EXERCISES TO COMPLETE:
(a) Retype the film article below word for word, everything from "From Corleone to" down to "and Van Johnson.".
(b) Condense the paragraph of the film article below that begins "Italian police officer Giorgio Berni" into a bulleted list that keeps its main facts.
(c) Carry on the film article about From Corleone to Brooklyn, which is below, from its final sentence onward.

DOCUMENT PASSAGE:
· · · · · · ·
From Corleone to Brooklyn (original title: Da Corleone a Brooklyn) is an Italian poliziotteschi film directed by Umberto Lenzi. The film was released in Italy on 13 April 1979 and stars Maurizio Merli, Mario Merola and Van Johnson.

Plot 
Italian police officer Giorgio Berni (Maurizio Merli) is seeking to arrest Michele Barresi (Mario Merola), who is hiding in New York under the name Vito Ferrando, for his role in the murder of Salvetore Santoro. He plans to accomplish this by having a witness to the murder, Salvetore Scalia, testify against Barresi in court as evidence that Barresi was involved in the crime. On their way from Italy to New York Berni and Scalia experience several lethal encounters with Barresi's men trying to prevent them from getting to Barresi.
· · · · · · ·
EXTRACTED MATERIAL:

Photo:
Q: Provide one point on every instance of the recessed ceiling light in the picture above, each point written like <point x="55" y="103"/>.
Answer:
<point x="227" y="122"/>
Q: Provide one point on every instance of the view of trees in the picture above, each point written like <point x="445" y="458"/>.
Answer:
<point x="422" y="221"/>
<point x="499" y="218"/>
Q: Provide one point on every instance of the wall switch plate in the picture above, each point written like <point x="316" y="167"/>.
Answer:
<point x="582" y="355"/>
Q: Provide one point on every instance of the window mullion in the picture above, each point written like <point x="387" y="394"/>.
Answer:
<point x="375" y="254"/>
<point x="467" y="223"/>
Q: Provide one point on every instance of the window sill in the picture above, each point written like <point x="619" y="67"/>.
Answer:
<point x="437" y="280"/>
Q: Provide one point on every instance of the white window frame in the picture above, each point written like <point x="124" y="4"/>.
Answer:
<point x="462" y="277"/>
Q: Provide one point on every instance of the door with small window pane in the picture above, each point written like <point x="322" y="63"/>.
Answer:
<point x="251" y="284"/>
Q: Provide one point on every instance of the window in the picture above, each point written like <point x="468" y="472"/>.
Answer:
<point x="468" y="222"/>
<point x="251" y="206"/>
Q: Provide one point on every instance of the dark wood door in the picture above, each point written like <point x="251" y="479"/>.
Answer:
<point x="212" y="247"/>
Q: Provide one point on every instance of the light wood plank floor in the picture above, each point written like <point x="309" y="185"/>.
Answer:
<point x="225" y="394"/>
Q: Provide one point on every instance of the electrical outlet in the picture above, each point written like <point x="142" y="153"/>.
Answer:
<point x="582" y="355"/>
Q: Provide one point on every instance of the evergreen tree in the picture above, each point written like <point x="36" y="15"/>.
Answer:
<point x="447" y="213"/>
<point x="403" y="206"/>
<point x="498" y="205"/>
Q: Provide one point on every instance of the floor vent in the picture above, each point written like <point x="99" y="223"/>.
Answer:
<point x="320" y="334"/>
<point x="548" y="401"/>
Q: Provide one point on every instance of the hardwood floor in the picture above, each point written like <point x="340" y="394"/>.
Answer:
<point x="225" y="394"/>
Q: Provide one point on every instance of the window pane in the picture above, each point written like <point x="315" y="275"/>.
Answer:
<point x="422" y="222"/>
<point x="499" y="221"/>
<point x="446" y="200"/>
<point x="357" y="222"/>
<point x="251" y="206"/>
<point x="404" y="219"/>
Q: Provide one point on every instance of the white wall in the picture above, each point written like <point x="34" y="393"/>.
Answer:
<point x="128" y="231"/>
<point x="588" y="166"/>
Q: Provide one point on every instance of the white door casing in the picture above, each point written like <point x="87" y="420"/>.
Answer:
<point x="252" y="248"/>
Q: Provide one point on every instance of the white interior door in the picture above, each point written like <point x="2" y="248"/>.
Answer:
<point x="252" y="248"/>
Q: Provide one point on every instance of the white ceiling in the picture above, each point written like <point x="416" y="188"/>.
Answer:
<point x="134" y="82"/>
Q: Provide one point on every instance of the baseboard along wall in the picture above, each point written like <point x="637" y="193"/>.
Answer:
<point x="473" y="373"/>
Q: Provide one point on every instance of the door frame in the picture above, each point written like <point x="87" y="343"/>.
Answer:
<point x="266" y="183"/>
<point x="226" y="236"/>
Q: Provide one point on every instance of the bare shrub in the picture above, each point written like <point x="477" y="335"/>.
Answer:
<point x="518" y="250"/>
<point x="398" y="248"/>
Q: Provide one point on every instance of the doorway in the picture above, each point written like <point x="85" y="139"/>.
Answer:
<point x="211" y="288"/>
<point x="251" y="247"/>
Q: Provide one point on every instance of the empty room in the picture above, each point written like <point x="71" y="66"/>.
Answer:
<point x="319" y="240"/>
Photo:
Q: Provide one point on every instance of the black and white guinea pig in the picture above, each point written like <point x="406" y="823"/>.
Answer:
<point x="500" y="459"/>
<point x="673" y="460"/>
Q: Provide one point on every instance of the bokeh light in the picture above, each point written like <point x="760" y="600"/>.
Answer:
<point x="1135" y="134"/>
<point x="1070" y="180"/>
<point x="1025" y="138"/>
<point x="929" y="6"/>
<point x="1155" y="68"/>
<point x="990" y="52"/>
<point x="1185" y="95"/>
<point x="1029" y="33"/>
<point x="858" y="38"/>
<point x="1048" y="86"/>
· · · · · · ·
RESULTS OF THE EXERCISE:
(a)
From Corleone to Brooklyn (original title: Da Corleone a Brooklyn) is an Italian poliziotteschi film directed by Umberto Lenzi. The film was released in Italy on 13 April 1979 and stars Maurizio Merli, Mario Merola and Van Johnson.

(b)
- Italian police officer Giorgio Berni (Maurizio Merli) wants to arrest Michele Barresi (Mario Merola) for his role in the murder of Salvetore Santoro.
- Barresi is hiding in New York under the name Vito Ferrando.
- Berni plans to have Salvetore Scalia, a witness to the murder, testify against Barresi in court.
- On the way from Italy to New York, Berni and Scalia face several lethal encounters with Barresi's men, who try to stop them from reaching Barresi.

(c)
Assuming that Salvetore Scalia is dead, as a result of a newspaper report put out by the police, Barresi has his sister Liana murdered so as to eliminate all witnesses to the murder of Santoro. While searching Liana's apartment, police find a plane ticket for New York. While leaving Liana's apartment a shootout breaks out between Barresi's men and Berni, resulting in the death of Giuseppe Caruso, and revealing that Salvetore Scalia is alive. In order to secure a safe hiding spot for Scalia, Berni takes him to the house of his ex-wife, Paola. After leaving Paola's house another firefight ensues with Barresi's men. Poala, Berni, and Scalia then stay in a hotel for the night. As they head to the airport the following day, the road is blocked by Barresi's men, where Berni commands Paola to speed through their barrier. From here, Berni and Scalia take a plane to New York.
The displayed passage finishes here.